Coordinate annotation entries:

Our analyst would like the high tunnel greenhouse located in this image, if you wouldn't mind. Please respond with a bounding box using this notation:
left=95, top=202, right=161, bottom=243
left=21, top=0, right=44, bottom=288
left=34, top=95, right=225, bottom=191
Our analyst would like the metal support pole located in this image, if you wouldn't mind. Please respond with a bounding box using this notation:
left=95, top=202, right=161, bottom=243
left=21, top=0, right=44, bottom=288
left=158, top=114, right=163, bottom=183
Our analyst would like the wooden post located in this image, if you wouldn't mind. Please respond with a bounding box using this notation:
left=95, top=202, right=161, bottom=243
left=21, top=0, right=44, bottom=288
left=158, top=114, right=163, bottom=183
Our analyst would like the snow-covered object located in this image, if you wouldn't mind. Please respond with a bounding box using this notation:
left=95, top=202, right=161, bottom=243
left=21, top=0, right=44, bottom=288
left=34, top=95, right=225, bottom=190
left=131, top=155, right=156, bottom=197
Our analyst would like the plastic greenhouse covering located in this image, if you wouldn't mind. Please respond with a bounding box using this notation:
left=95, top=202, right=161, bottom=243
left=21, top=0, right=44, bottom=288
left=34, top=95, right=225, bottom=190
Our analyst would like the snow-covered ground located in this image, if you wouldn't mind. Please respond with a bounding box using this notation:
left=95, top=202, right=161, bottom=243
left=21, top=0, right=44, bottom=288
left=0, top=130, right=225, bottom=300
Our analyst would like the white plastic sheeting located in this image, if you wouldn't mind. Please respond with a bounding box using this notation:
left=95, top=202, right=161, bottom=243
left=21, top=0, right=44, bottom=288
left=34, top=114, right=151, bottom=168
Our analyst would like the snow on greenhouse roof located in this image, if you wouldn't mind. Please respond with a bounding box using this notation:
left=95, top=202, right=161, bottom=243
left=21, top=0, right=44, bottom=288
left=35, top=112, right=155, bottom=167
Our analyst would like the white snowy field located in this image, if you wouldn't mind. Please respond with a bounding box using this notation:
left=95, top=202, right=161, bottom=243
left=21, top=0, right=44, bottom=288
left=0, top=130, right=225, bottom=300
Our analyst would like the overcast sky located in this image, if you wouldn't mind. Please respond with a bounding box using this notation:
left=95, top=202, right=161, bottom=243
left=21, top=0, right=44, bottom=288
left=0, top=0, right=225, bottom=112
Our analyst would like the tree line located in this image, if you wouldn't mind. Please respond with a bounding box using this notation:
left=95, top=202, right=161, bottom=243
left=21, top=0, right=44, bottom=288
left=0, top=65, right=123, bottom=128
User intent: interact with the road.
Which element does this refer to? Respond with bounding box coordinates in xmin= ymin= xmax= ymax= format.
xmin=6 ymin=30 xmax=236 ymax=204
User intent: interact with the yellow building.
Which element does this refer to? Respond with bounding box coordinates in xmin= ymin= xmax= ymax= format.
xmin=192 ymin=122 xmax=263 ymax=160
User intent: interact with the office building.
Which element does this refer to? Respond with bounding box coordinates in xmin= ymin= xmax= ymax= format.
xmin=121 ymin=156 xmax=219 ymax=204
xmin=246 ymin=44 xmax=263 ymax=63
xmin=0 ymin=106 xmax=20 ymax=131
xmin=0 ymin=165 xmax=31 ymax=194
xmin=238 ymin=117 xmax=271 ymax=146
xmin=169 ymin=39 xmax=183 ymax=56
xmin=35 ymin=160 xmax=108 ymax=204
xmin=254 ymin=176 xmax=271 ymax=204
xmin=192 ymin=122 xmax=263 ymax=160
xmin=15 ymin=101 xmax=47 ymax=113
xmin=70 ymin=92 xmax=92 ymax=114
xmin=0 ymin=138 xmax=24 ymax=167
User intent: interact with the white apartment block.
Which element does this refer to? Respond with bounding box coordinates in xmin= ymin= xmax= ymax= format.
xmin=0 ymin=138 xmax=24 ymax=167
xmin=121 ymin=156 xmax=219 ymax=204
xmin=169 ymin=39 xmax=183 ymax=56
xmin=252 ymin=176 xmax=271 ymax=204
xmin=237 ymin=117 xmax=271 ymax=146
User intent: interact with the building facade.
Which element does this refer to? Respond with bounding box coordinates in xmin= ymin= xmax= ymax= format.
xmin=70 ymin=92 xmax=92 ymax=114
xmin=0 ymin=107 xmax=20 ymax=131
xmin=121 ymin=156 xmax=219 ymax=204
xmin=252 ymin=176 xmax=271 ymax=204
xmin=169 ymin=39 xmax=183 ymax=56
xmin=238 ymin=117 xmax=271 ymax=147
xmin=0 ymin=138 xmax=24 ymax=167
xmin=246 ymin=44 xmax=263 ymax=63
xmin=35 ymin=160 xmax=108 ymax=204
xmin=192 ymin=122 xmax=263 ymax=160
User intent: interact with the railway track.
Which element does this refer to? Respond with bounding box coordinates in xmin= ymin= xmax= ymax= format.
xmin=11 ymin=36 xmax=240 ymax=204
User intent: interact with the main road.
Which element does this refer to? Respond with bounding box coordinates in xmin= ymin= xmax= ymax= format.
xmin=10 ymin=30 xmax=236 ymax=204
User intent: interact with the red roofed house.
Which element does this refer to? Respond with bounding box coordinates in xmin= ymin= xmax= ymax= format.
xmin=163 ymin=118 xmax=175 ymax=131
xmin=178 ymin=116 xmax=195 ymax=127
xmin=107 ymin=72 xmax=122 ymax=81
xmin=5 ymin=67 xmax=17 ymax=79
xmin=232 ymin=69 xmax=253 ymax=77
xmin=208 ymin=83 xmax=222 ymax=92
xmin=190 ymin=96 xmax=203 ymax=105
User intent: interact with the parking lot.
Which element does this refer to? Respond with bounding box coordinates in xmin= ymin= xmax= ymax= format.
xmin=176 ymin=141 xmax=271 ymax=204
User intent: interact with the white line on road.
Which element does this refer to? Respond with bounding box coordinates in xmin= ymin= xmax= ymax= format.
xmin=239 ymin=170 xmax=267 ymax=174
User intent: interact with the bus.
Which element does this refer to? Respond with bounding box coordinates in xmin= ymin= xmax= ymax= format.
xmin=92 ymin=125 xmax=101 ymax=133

- **GIVEN INSTRUCTION**
Edit the listing above by swapping every "bounding box" for "bounding rectangle", leaving everything else untouched.

- **SOLUTION FOR THIS TASK**
Our analyst would like the high tunnel greenhouse located in this image, if you wouldn't mind. Please respond with a bounding rectangle using this notation:
left=95, top=202, right=161, bottom=243
left=21, top=0, right=44, bottom=288
left=34, top=95, right=225, bottom=191
Our analyst would like the metal support pole located in this image, if you wouldn't mind. Please respond with a bounding rectangle using this notation:
left=95, top=202, right=161, bottom=243
left=21, top=0, right=44, bottom=288
left=158, top=114, right=163, bottom=183
Our analyst would like the wooden post located in this image, if you wouldn't mind. Please respond with a bounding rectangle using this notation:
left=95, top=202, right=161, bottom=243
left=21, top=0, right=44, bottom=288
left=158, top=114, right=163, bottom=183
Our analyst would like the snow-covered object located in this image, if you wouldn't mind. Please respond with a bounding rectangle using this notation:
left=95, top=202, right=161, bottom=243
left=21, top=0, right=44, bottom=288
left=34, top=95, right=225, bottom=190
left=131, top=155, right=156, bottom=197
Our analyst would like the plastic greenhouse covering located in this image, if you wouldn't mind. Please respond with a bounding rectangle using this notation:
left=95, top=202, right=161, bottom=243
left=21, top=0, right=44, bottom=288
left=34, top=95, right=225, bottom=190
Our analyst would like the snow-covered ground located in this image, if you wouldn't mind. Please respond with a bounding rectangle using this notation:
left=95, top=202, right=161, bottom=243
left=21, top=0, right=44, bottom=288
left=0, top=130, right=225, bottom=300
Our analyst would like the white plastic sheeting located in this image, if you wouldn't mind. Please respond with a bounding rectangle using this notation:
left=95, top=202, right=161, bottom=243
left=21, top=0, right=44, bottom=288
left=34, top=114, right=151, bottom=168
Our analyst would like the snow on greenhouse roof located in this image, if you wouldn't mind. Please respond with a bounding rectangle using this notation:
left=95, top=202, right=161, bottom=243
left=21, top=0, right=44, bottom=288
left=35, top=112, right=155, bottom=167
Our analyst would like the white snowy field located in this image, if you wouldn't mind. Please respond with a bounding rectangle using this notation:
left=95, top=202, right=161, bottom=243
left=21, top=0, right=44, bottom=288
left=0, top=130, right=225, bottom=300
Our analyst would like the overcast sky located in this image, if you wouldn't mind. Please respond with a bounding rectangle using this notation:
left=95, top=202, right=161, bottom=243
left=21, top=0, right=44, bottom=288
left=0, top=0, right=225, bottom=112
Our analyst would like the tree line located in this image, if you wouldn't mind. Please respond with a bounding rectangle using this notation:
left=95, top=202, right=161, bottom=243
left=21, top=0, right=44, bottom=288
left=0, top=65, right=123, bottom=128
User intent: interact with the road.
Which element does this refer to? Respond with bounding rectangle coordinates in xmin= ymin= xmax= ymax= format.
xmin=6 ymin=30 xmax=236 ymax=204
User intent: interact with the yellow building.
Which element does this refer to? Respond with bounding rectangle coordinates in xmin= ymin= xmax= ymax= format.
xmin=192 ymin=122 xmax=263 ymax=160
User intent: interact with the office building.
Which element does this refer to? Respond with bounding rectangle coordinates in xmin= ymin= xmax= ymax= format.
xmin=121 ymin=156 xmax=219 ymax=204
xmin=246 ymin=44 xmax=263 ymax=63
xmin=0 ymin=106 xmax=20 ymax=131
xmin=0 ymin=165 xmax=31 ymax=194
xmin=238 ymin=117 xmax=271 ymax=146
xmin=169 ymin=39 xmax=183 ymax=56
xmin=35 ymin=160 xmax=108 ymax=204
xmin=254 ymin=176 xmax=271 ymax=204
xmin=192 ymin=122 xmax=263 ymax=160
xmin=15 ymin=101 xmax=47 ymax=113
xmin=70 ymin=92 xmax=92 ymax=114
xmin=0 ymin=138 xmax=24 ymax=167
User intent: interact with the white apartment block.
Which element does this refer to? Respond with bounding rectangle coordinates in xmin= ymin= xmax= ymax= format.
xmin=0 ymin=138 xmax=24 ymax=167
xmin=121 ymin=156 xmax=219 ymax=204
xmin=169 ymin=39 xmax=183 ymax=56
xmin=252 ymin=176 xmax=271 ymax=204
xmin=237 ymin=117 xmax=271 ymax=146
User intent: interact with the building facade.
Which element does this refer to? Respond with bounding rectangle coordinates in xmin= ymin= xmax= ymax= format.
xmin=70 ymin=92 xmax=92 ymax=114
xmin=0 ymin=107 xmax=20 ymax=131
xmin=121 ymin=156 xmax=219 ymax=204
xmin=252 ymin=176 xmax=271 ymax=204
xmin=169 ymin=39 xmax=183 ymax=56
xmin=238 ymin=117 xmax=271 ymax=147
xmin=0 ymin=138 xmax=24 ymax=167
xmin=246 ymin=44 xmax=263 ymax=63
xmin=35 ymin=160 xmax=108 ymax=204
xmin=192 ymin=122 xmax=263 ymax=160
User intent: interact with the railway track.
Which element does this refer to? Respond with bounding rectangle coordinates in xmin= ymin= xmax= ymax= format.
xmin=11 ymin=36 xmax=240 ymax=204
User intent: interact with the main road.
Which element does this refer to? Respond with bounding rectangle coordinates in xmin= ymin= xmax= ymax= format.
xmin=10 ymin=30 xmax=236 ymax=204
User intent: interact with the red roofed house.
Which element does this refer to? Respond with bounding rectangle coordinates in xmin= ymin= xmax= ymax= format.
xmin=163 ymin=118 xmax=175 ymax=131
xmin=178 ymin=116 xmax=195 ymax=127
xmin=107 ymin=72 xmax=122 ymax=81
xmin=5 ymin=67 xmax=17 ymax=79
xmin=232 ymin=69 xmax=253 ymax=77
xmin=208 ymin=83 xmax=222 ymax=92
xmin=190 ymin=96 xmax=203 ymax=105
User intent: interact with the parking lot.
Which element does this refer to? Respond with bounding rectangle coordinates in xmin= ymin= xmax= ymax= format.
xmin=176 ymin=141 xmax=271 ymax=204
User intent: interact with the white line on road.
Which element does this refer to? Respond with bounding rectangle coordinates in xmin= ymin= xmax= ymax= format.
xmin=239 ymin=170 xmax=267 ymax=174
User intent: interact with the bus.
Which element does this refer to? Respond with bounding rectangle coordinates in xmin= ymin= xmax= ymax= format.
xmin=92 ymin=125 xmax=101 ymax=133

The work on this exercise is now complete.